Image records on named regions
- - - - - - -

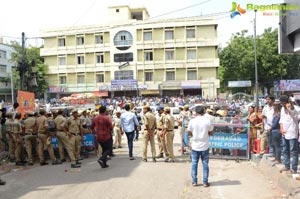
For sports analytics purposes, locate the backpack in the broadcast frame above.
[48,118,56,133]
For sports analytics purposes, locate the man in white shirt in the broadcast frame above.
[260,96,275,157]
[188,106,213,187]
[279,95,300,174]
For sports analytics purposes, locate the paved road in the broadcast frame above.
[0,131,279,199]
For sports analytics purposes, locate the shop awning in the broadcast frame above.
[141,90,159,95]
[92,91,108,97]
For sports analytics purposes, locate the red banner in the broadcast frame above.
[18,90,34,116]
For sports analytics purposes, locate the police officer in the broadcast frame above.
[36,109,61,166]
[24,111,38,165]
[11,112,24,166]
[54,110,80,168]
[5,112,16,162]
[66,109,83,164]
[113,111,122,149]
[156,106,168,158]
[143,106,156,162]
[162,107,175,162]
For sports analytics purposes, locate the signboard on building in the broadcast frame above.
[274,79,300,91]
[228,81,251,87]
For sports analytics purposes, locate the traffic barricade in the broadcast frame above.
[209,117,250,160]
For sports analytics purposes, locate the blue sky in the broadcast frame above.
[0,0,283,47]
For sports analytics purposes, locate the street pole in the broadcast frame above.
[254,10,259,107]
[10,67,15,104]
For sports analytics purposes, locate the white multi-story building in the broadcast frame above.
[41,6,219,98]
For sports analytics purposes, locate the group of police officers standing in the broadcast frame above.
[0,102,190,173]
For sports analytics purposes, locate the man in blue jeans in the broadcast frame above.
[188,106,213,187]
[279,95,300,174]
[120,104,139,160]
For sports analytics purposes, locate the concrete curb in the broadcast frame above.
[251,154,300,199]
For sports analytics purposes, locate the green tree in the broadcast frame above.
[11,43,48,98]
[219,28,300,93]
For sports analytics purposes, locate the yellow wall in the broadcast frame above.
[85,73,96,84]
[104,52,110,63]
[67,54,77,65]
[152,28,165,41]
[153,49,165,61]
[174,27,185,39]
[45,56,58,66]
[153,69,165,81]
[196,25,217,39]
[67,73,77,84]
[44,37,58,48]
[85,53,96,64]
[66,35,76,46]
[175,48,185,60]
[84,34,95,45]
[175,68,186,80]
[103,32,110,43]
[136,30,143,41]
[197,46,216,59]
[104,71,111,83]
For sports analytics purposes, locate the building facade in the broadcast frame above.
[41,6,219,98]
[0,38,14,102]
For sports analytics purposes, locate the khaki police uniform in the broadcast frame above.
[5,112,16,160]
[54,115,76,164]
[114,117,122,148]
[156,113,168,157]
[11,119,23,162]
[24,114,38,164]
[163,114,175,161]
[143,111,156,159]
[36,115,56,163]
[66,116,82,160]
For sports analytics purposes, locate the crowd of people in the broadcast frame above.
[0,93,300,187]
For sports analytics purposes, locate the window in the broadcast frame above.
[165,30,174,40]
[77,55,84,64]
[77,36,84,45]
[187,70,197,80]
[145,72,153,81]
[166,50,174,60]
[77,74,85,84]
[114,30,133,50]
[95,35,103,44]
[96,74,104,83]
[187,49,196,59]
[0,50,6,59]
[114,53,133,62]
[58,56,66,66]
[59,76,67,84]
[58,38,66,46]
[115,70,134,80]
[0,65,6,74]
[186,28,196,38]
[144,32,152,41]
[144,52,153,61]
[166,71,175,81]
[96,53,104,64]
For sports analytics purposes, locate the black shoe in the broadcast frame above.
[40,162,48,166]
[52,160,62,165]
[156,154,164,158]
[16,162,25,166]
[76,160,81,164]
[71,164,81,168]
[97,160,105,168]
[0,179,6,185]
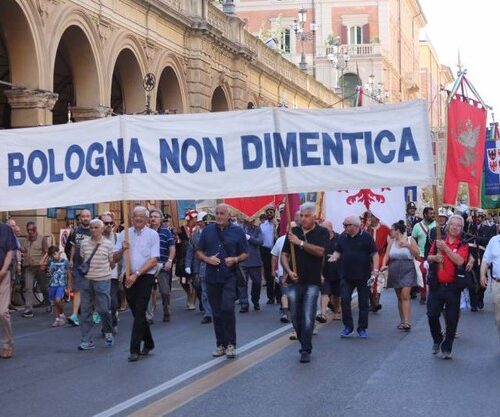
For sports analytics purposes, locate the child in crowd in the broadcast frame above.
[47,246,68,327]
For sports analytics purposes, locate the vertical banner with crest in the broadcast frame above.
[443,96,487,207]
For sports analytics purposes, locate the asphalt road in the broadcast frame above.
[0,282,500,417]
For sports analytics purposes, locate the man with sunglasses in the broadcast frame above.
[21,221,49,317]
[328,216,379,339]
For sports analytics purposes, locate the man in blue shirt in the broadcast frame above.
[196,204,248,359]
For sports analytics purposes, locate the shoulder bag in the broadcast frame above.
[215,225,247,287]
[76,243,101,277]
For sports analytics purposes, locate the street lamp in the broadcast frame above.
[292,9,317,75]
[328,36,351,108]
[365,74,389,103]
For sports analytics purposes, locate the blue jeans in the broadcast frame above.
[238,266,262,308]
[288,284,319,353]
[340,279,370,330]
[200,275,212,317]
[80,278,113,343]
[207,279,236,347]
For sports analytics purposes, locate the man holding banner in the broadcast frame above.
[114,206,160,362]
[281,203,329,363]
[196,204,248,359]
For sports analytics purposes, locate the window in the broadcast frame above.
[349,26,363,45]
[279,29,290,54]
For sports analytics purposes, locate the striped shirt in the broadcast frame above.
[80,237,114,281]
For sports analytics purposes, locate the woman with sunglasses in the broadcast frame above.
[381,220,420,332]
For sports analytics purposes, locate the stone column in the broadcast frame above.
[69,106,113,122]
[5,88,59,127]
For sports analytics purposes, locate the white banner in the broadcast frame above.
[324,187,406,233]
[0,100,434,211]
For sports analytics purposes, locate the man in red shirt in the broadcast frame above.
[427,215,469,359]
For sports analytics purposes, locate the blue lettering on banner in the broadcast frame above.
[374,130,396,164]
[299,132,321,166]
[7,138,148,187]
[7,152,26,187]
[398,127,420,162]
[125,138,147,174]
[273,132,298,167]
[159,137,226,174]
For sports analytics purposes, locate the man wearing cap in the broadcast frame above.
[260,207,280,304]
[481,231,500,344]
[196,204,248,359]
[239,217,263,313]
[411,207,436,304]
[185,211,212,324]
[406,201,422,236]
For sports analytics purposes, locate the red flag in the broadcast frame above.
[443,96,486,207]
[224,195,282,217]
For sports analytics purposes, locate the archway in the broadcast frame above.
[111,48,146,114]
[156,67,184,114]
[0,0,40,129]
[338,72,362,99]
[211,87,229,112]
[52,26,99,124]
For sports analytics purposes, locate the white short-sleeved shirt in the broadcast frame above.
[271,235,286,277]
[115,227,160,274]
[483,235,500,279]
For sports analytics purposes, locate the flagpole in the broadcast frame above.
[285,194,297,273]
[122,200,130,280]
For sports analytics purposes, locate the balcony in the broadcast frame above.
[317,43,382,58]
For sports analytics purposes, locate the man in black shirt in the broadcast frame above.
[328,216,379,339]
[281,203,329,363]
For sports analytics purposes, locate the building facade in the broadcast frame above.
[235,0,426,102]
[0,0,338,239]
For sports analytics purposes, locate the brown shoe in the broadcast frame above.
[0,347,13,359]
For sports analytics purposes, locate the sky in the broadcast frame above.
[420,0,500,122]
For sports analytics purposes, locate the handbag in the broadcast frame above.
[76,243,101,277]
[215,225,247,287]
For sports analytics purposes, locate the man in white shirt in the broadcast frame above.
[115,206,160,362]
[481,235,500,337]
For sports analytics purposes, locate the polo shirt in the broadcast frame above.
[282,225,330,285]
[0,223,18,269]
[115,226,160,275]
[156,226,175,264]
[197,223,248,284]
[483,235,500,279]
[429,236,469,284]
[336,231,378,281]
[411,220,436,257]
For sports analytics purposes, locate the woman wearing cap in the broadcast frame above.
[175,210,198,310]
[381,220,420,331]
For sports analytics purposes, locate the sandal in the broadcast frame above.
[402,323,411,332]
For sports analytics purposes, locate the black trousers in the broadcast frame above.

- - - - - - -

Task directions: Revise all of the records above by changing "broadcast frame" to "match image" wherever it appears, and keep everything else unchanged. Omit the pictures from your version.

The output:
For sports analytics purposes, locate the backpack in the match image above.
[48,118,56,133]
For sports analytics purposes, locate the man in white shirt in the match image above.
[260,96,275,157]
[188,106,213,187]
[279,95,300,174]
For sports analytics purposes, locate the paved road in the match image above.
[0,131,279,199]
For sports analytics purposes, locate the shop awning in the match image above.
[141,90,159,95]
[92,91,108,97]
For sports analytics purposes, locate the red banner in the match image above.
[18,90,34,116]
For sports analytics purposes, locate the police officer in the match image above.
[36,109,61,166]
[24,111,38,165]
[11,112,24,166]
[54,110,80,168]
[5,112,16,162]
[66,109,83,164]
[113,111,122,149]
[156,106,168,158]
[143,106,156,162]
[162,107,175,162]
For sports analytics purposes, locate the signboard on building in the match image above.
[274,79,300,91]
[228,81,251,87]
For sports analytics purposes, locate the traffic barricade in the match image above.
[209,117,250,160]
For sports analytics purposes, locate the blue sky in the match image above.
[0,0,283,47]
For sports analytics purposes, locate the street pole in the match image above.
[254,10,259,107]
[10,67,15,104]
For sports analytics purposes, locate the white multi-story building in the match image above.
[41,6,219,98]
For sports analytics purposes, locate the group of police officers standing in the match image above.
[0,102,190,173]
For sports analytics purposes, locate the man in blue jeans in the match image above.
[188,106,213,187]
[279,95,300,174]
[120,104,139,160]
For sports analytics purposes, locate the concrete curb in the match image above.
[251,154,300,199]
For sports analytics purposes, locate the green tree in the match image above.
[11,43,48,98]
[219,28,300,93]
For sports analytics purposes, locate the yellow wall in the match image above.
[85,73,96,84]
[104,52,110,63]
[67,54,77,65]
[152,28,165,41]
[153,49,165,61]
[174,27,185,39]
[45,56,58,66]
[153,69,165,81]
[196,25,217,39]
[67,73,77,84]
[44,37,58,48]
[85,53,96,64]
[66,35,76,46]
[175,48,185,60]
[84,34,95,45]
[175,68,186,80]
[103,32,110,43]
[136,30,143,41]
[197,46,216,59]
[104,71,111,83]
For sports analytics purposes, locate the building facade in the match image above.
[41,6,219,98]
[0,38,14,102]
For sports analytics purposes, locate the khaki police uniform in the match image above.
[5,112,16,160]
[54,115,76,164]
[114,117,122,148]
[156,113,168,157]
[11,119,23,162]
[24,114,38,164]
[163,114,175,161]
[143,111,156,159]
[36,115,56,163]
[66,116,82,160]
For sports analytics purposes, locate the crowd of people in the match image above.
[0,93,300,187]
For sports analytics purposes, locate the window in the match image above.
[165,30,174,40]
[77,55,84,64]
[77,36,84,45]
[187,70,197,80]
[145,72,153,81]
[166,50,174,60]
[77,74,85,84]
[114,30,133,50]
[95,35,103,44]
[96,74,104,83]
[187,49,196,59]
[0,50,6,59]
[114,53,133,62]
[58,56,66,66]
[59,76,67,84]
[58,38,66,46]
[115,70,134,80]
[0,65,6,74]
[186,28,196,38]
[144,32,152,41]
[144,52,153,61]
[166,71,175,81]
[96,53,104,64]
For sports analytics purposes, locate the black shoe in the match image above.
[40,162,48,166]
[52,160,62,165]
[156,154,164,158]
[16,162,25,166]
[76,160,81,164]
[71,164,81,168]
[97,160,105,168]
[0,179,6,185]
For sports analytics purposes, locate the child in crowd in the match image above.
[47,246,68,327]
For sports analytics purposes, locate the vertical banner with crest in the match image above.
[443,96,487,207]
For sports analytics purposes, locate the asphalt road in the match image above.
[0,282,500,417]
For sports analytics purposes, locate the man with sunglasses in the match image above.
[21,221,49,317]
[328,216,379,339]
For sports analytics purposes, locate the man in blue shirt in the match image above.
[196,204,248,359]
For sports analytics purposes, locate the shoulder bag in the match image above.
[215,225,247,287]
[76,243,101,277]
For sports analytics purposes, locate the street lamp in the match image above.
[292,9,317,75]
[328,36,351,108]
[365,74,389,103]
For sports analytics purposes, locate the blue jeans in the match image above.
[238,266,262,308]
[288,284,319,353]
[340,279,370,330]
[200,275,212,317]
[80,278,113,343]
[207,279,236,347]
For sports analytics purposes, locate the man holding banner in the match image above.
[114,206,160,362]
[281,203,329,363]
[196,204,248,359]
For sports analytics purposes, locate the window in the match image above.
[349,26,363,45]
[279,29,290,54]
For sports analytics purposes, locate the striped shirt in the match image above.
[80,237,114,281]
For sports analytics purposes, locate the woman with sunglasses in the match image above.
[381,220,420,332]
For sports analytics purposes, locate the stone column in the match image above.
[69,106,113,122]
[5,88,59,127]
For sports analytics purposes, locate the white banner in the match image above.
[324,187,406,233]
[0,100,434,211]
For sports analytics purposes, locate the man in red shirt in the match image above.
[427,215,469,359]
For sports analytics purposes, locate the blue lettering on banner in the match image above.
[374,130,396,164]
[299,132,321,166]
[7,138,148,187]
[7,152,26,187]
[398,127,420,162]
[125,138,147,174]
[273,132,298,167]
[159,137,226,174]
For sports analytics purposes, locate the man wearing cap in the match image above.
[260,207,280,304]
[481,231,500,344]
[196,204,248,359]
[239,217,263,313]
[411,207,436,304]
[185,211,212,324]
[406,201,422,236]
For sports analytics purposes, locate the red flag in the match image above.
[443,96,486,207]
[224,195,282,217]
For sports analytics purposes, locate the archway in the match image above.
[111,48,146,114]
[156,67,184,114]
[0,0,40,129]
[338,72,362,99]
[211,87,229,112]
[52,26,99,124]
For sports analytics purposes, locate the white short-sleeved shirt in the match image above.
[271,235,286,277]
[115,227,160,274]
[483,235,500,279]
For sports analytics purposes, locate the flagpole in the match image above.
[285,194,297,273]
[122,200,130,280]
For sports analytics purposes, locate the balcony in the match image above.
[317,43,382,58]
For sports analytics purposes, locate the man in black shirt in the match image above.
[328,216,379,339]
[281,203,329,363]
For sports analytics purposes, locate the building facade in the match image above.
[235,0,426,102]
[0,0,338,239]
For sports analytics purposes, locate the brown shoe in the match image above.
[0,347,13,359]
For sports analytics purposes, locate the sky in the match image above.
[420,0,500,122]
For sports analytics purposes, locate the handbag in the match image above.
[76,243,101,277]
[215,225,247,287]
For sports analytics purposes, locate the man in white shirt in the match image above.
[115,206,160,362]
[481,235,500,337]
For sports analytics purposes, locate the polo shirt in the match image above.
[282,225,330,285]
[0,223,18,269]
[115,226,160,275]
[156,226,175,264]
[197,223,248,284]
[483,235,500,279]
[429,236,469,284]
[336,231,378,281]
[411,220,436,257]
For sports analytics purposes, locate the woman wearing cap in the match image above.
[175,210,198,310]
[381,220,420,331]
For sports analytics purposes, locate the sandal in the match image above.
[402,323,411,332]
For sports analytics purposes, locate the black trousers in the match image above.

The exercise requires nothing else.